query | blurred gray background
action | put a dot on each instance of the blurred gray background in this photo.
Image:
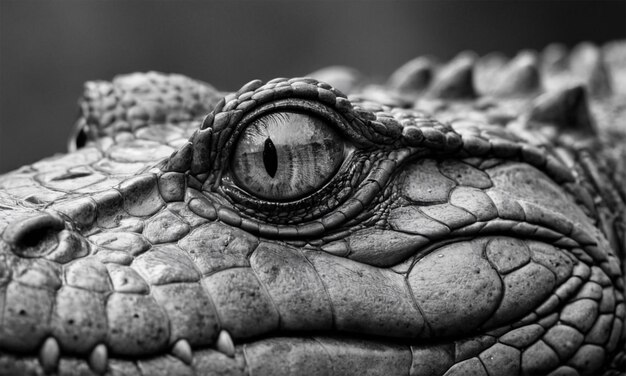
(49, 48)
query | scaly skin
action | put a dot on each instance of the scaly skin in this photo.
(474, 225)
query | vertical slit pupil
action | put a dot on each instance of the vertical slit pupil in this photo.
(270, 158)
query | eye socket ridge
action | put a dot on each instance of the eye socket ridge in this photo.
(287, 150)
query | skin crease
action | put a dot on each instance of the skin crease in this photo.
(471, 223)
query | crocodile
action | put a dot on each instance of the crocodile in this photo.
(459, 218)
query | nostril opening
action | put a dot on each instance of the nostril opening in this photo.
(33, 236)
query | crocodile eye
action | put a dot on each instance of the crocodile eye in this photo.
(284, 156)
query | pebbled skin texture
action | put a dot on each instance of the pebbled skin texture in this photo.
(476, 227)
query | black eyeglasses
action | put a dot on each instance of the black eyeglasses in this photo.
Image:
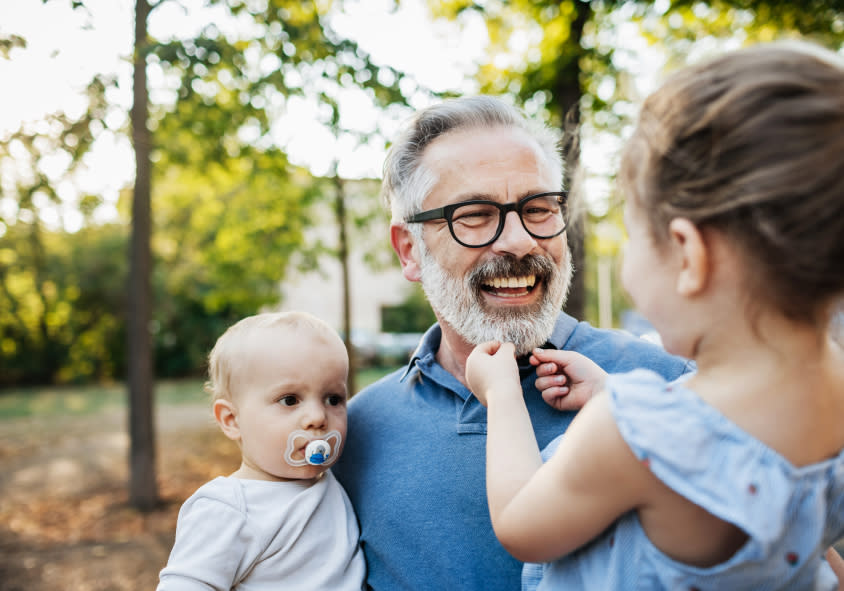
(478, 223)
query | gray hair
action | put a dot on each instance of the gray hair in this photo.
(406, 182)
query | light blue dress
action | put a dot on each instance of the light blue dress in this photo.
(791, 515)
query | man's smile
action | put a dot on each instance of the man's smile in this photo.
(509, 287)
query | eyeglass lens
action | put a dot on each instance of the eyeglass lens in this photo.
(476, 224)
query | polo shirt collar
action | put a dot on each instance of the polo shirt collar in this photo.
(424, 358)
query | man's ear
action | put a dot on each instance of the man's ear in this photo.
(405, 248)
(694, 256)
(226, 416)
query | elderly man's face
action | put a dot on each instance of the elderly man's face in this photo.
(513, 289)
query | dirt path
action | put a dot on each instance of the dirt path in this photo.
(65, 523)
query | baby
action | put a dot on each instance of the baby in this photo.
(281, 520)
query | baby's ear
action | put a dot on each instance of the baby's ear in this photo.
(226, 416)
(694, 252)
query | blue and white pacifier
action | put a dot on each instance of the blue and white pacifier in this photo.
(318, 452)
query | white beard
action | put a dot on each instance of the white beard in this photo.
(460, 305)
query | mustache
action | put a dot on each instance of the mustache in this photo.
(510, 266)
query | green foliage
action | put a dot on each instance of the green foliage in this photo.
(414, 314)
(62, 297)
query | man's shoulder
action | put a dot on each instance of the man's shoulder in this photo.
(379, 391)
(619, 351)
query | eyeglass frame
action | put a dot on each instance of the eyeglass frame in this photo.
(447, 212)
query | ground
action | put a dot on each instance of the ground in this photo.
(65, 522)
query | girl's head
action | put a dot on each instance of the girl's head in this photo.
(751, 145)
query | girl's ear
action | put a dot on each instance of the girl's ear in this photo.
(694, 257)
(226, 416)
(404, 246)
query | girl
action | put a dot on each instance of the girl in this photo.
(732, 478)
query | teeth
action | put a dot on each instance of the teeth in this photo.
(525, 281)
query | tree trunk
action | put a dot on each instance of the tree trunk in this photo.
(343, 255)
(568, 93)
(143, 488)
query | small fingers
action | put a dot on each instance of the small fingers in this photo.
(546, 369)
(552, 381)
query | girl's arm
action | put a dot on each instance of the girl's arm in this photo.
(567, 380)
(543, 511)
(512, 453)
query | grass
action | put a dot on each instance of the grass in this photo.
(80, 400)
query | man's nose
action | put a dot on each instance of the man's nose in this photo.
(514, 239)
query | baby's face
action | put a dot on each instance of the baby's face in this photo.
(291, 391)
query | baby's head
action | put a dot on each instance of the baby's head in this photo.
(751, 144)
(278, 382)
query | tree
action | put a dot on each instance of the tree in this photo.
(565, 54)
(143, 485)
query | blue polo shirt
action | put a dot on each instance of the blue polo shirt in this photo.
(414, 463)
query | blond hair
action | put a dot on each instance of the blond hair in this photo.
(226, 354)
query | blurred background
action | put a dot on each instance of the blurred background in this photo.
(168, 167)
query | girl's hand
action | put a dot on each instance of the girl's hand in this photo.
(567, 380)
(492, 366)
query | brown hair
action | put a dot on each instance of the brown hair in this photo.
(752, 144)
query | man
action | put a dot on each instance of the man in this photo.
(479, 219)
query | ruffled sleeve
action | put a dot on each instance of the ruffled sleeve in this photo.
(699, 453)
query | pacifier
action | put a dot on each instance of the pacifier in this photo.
════
Task statement >>
With the line that contains "action | put a dot on each instance of the brown" as the first and the final line of the data as the last, repeat every line in that span exactly.

Answer to the problem >>
action | put a dot on each instance of the brown hair in this photo.
(752, 144)
query | man
action | put a dot on each instance of the man in this photo.
(479, 219)
query | ruffled sleeve
action | put a dot on each instance of the ruffled sleeve in this photo.
(699, 453)
query | pacifier
action | put a dot on each instance of the pacifier in this photo.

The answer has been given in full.